:: Set task ::
Write the records out again exactly, leaving no images in.

:: Material ::

————————

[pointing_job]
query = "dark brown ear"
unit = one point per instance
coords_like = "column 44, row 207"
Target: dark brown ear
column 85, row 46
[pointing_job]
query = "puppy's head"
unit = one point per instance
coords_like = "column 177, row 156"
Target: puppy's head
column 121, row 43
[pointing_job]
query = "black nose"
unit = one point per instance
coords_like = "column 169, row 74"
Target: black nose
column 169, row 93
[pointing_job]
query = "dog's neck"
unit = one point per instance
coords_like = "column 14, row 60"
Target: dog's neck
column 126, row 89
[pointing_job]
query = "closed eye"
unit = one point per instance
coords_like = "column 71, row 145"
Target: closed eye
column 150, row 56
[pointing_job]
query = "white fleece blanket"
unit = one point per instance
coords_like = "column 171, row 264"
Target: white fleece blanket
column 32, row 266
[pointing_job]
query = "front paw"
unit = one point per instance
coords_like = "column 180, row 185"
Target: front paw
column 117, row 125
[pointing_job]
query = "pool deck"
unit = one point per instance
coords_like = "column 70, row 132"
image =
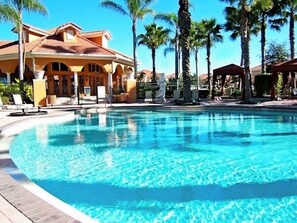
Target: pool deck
column 21, row 201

————————

:: Written answer ::
[pointing_job]
query = "dark brown ear"
unit = one point per instance
coords_like = "column 44, row 207"
Target: dark brown ear
column 85, row 46
[pointing_job]
query = "puppy's head"
unit = one point per instance
coords_like = "column 177, row 156"
Target: puppy's head
column 121, row 43
[pointing_job]
query = "black nose"
unit = one point per instance
coords_like = "column 169, row 74"
Target: black nose
column 169, row 93
[pointing_job]
query = "dog's neck"
unit = one point per instance
coords_like = "column 14, row 60"
Target: dog's neck
column 126, row 89
[pointing_job]
query = "closed eye"
unit = one point per instance
coords_like = "column 71, row 145"
Target: closed eye
column 150, row 56
[pointing_job]
query = "white fleece blanket"
unit = one point per instance
coords_like = "column 171, row 264"
Target: white fleece blanket
column 32, row 266
[pointing_job]
query = "front paw"
unit = one point per instance
coords_like = "column 180, row 185"
Target: front paw
column 117, row 125
[pointing_job]
query = "pool deck"
unit = one point per instance
coords_like = "column 70, row 132"
image =
Target: pool deck
column 21, row 201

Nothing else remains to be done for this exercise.